▸ **Written instruction**: How many lines in the records below contain the word "doorway"? Tally them and reply with the number alone.

▸ **Data for processing**:
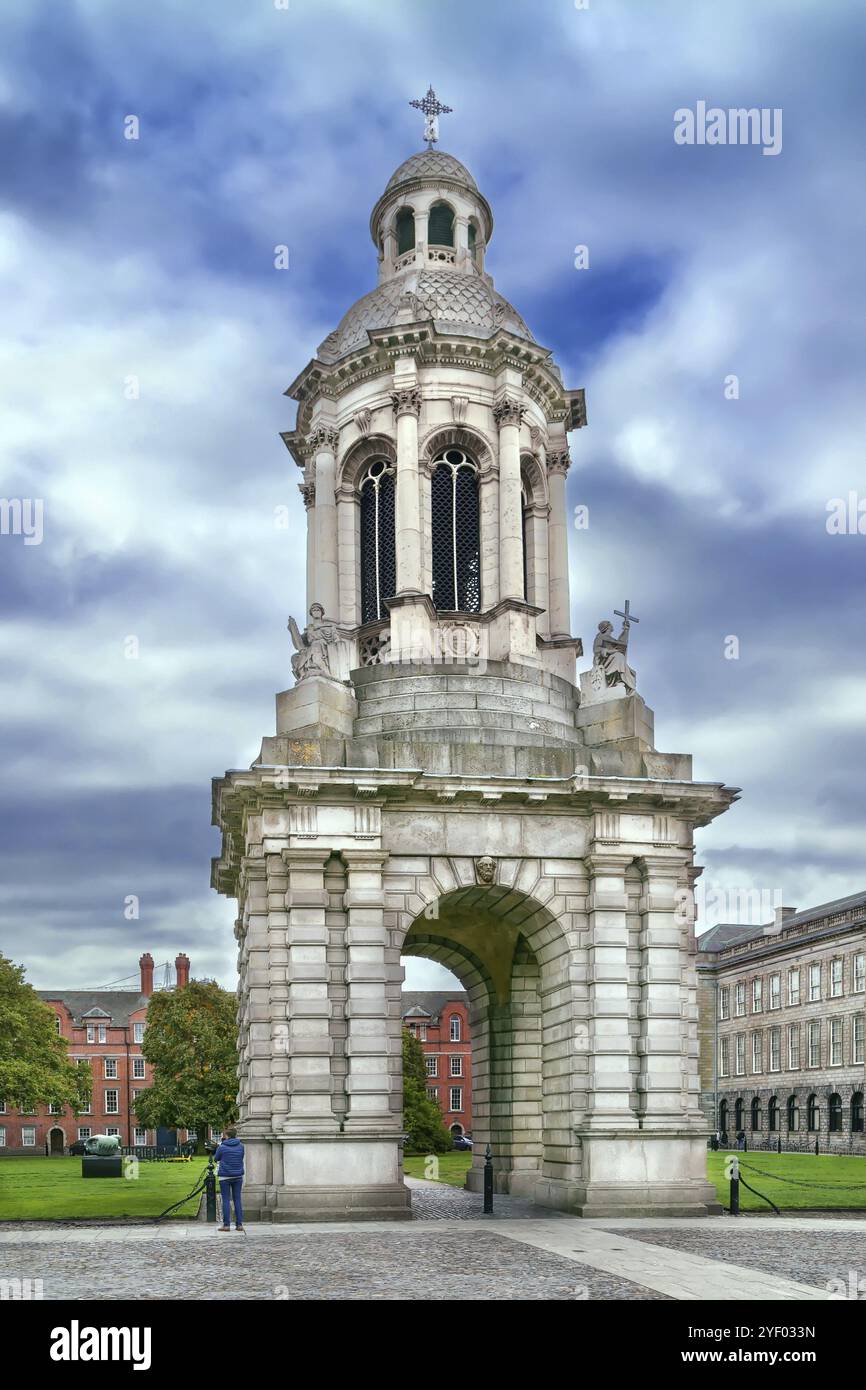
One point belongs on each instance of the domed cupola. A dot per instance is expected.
* * *
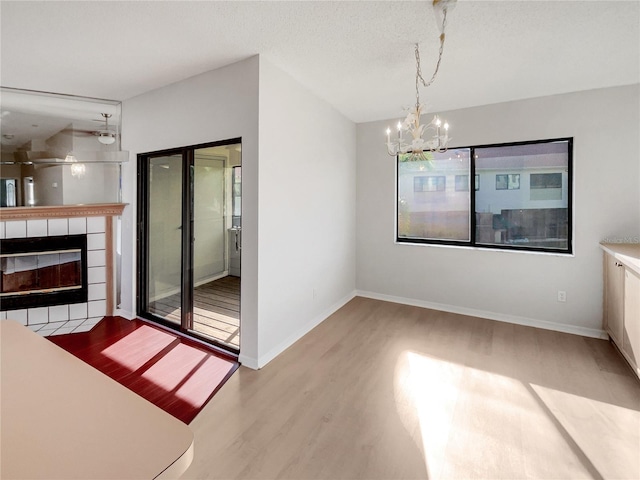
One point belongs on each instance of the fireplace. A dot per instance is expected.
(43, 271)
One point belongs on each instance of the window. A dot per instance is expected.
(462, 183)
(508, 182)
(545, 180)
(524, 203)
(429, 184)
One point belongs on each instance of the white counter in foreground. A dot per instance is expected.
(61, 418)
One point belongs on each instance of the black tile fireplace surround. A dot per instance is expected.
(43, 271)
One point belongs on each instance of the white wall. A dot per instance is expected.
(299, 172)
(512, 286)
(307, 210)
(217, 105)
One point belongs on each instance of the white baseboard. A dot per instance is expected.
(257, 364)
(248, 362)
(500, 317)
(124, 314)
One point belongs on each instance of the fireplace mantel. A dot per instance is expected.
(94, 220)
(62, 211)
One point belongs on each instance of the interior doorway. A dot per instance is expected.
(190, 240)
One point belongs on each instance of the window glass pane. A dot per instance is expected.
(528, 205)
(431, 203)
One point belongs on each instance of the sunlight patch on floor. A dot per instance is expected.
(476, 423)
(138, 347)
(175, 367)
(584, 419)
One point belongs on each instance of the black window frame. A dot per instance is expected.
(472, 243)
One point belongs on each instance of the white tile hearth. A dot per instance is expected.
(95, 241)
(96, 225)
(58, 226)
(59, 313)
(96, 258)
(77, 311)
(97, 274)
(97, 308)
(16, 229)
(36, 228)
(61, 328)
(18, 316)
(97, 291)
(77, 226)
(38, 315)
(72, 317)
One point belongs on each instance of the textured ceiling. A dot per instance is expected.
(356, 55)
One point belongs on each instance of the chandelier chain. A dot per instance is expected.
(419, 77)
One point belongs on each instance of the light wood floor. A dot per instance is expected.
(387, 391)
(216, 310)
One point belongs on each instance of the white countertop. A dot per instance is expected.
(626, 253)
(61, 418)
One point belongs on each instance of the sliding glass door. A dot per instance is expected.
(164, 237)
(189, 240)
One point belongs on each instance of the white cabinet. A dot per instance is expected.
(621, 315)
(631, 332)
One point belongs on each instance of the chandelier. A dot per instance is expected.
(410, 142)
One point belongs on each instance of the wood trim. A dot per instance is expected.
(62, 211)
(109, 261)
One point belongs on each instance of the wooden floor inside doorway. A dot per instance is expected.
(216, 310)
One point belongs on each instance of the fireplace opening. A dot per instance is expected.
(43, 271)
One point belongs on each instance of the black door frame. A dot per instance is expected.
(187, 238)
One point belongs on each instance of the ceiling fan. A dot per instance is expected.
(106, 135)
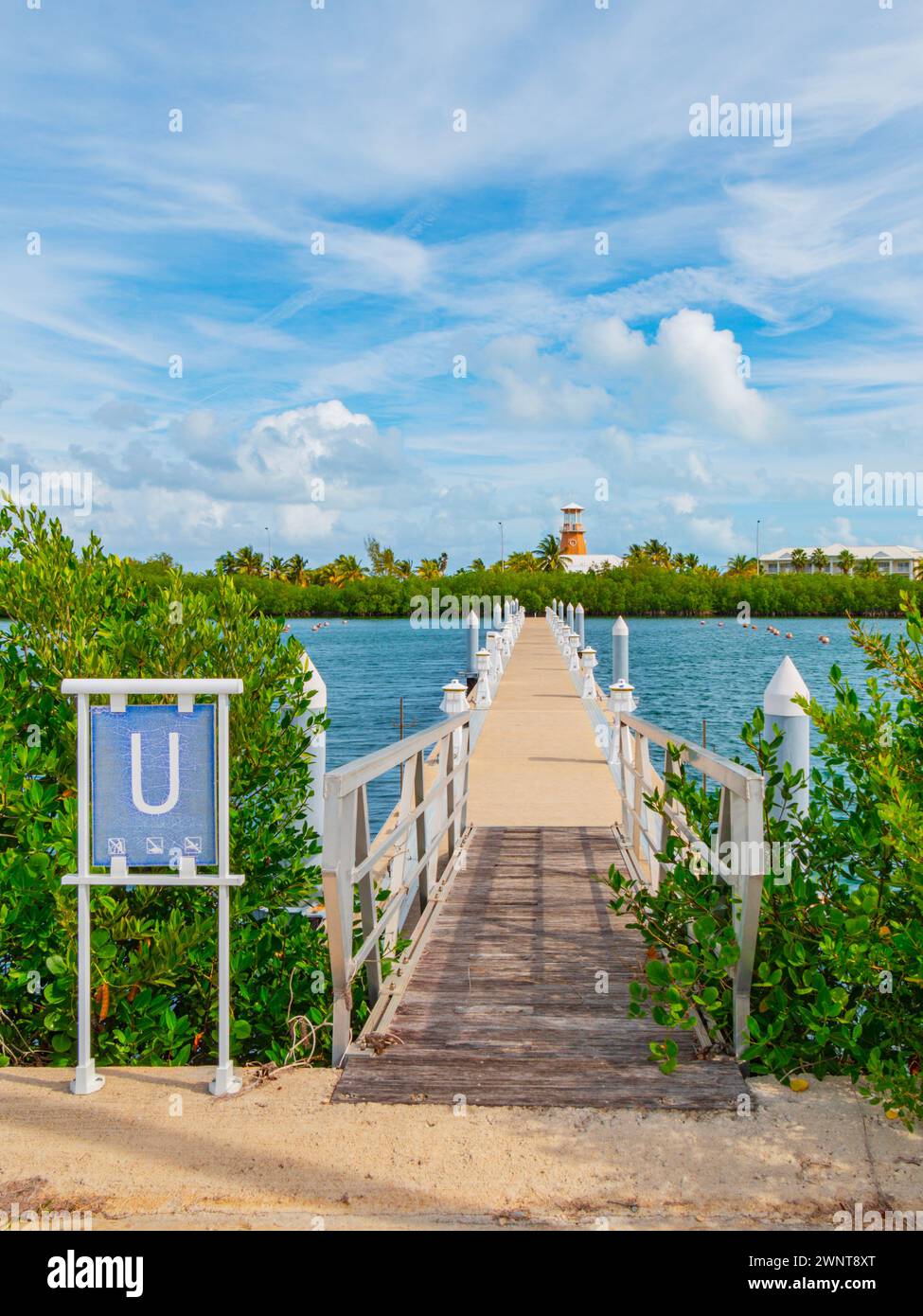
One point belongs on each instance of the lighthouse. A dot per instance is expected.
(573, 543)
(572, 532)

▸ **Answer to this exercise**: 2